[Source document]:
The 1932–33 season was Stoke City's 33rd season in the Football League and the 13th in the Second Division.

After almost gaining promotion last season there was great belief that Stoke would finally make a return to the First Division. And they would do so in impressive style, setting a number of records as they finished in 1st place, a point ahead of Tottenham Hotspur to claim the Second Division title.

Season review

League
After last season's success the main topic amongst the supporters was whether or not their squad of up-and-coming young players was good enough to get Stoke promoted. Mather did not sign anyone during the summer claiming he was happy with his squad and confident that promotion could be gained.

Stoke started the 1932–33 season brilliantly winning 13 from their first 18 matches, with Joe Johnson, Joe Mawson, Bobby Liddle and Stanley Matthews in fine form. No wins in December allowed Tottenham Hotspur to close the gap at the top of the table and they would be destined to be running partners for the rest of the season. Mawson suffered injury towards the end of the season which would ruin his career and Mather brought in Reading forward Jack Palethorpe to fill the gap and he did well scoring eight goals in ten matches.

(Data listing)
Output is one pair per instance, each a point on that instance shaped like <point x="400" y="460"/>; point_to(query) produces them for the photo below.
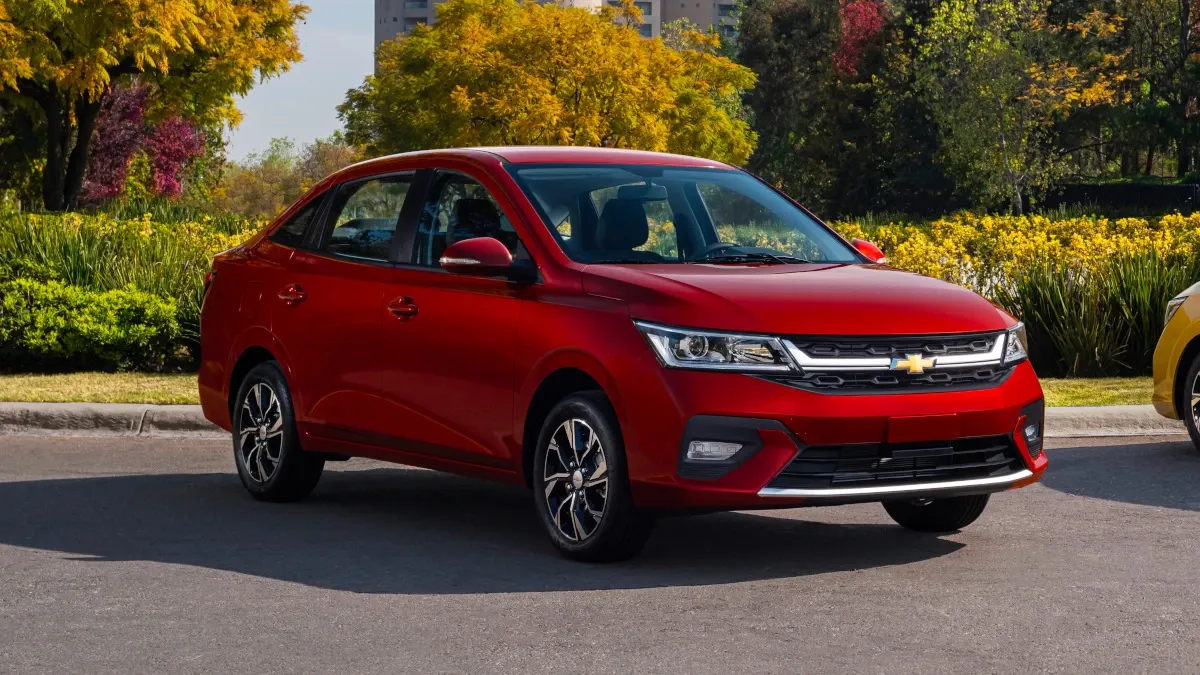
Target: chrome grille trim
<point x="912" y="488"/>
<point x="809" y="364"/>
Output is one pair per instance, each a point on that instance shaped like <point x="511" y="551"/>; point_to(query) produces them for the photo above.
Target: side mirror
<point x="871" y="251"/>
<point x="481" y="256"/>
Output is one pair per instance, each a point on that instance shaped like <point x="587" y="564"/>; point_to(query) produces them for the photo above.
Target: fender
<point x="545" y="366"/>
<point x="261" y="336"/>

[Task list]:
1) Answer these from the text on Stoke City's 1932–33 season:
(a) By how many points did Stoke finish ahead of Tottenham Hotspur?
(b) How many of their first 18 matches did Stoke win?
(c) Which club did Jack Palethorpe join Stoke from?
2) Please extend the text on Stoke City's 1932–33 season, starting after its final sentence.
The records have no role in this work.

[Responses by task]:
1)
(a) One point
(b) 13
(c) Reading

2)
Stoke produced the goods and with a 5–2 win over Lincoln City they finished top of the table taking the Second Division title in style finishing a point above Tottenham Hotspur and six ahead of third-placed Fulham. Stoke achieved a number of records during a memorable season, such as most wins in the Football League (25), the best goal average in the top two leagues (2.000), the best away record in Division Two, and the best defensive record. Joe Mawson became leading goalscorer for the second season running with 16 goals. During the season Bob McGrory was made coach of the reserve squad and only made a few appearances.

FA Cup
With Stoke's main goal achieving promotion little pressure was placed on the FA Cup and ultimately they tamely lost 4–1 at Middlesbrough.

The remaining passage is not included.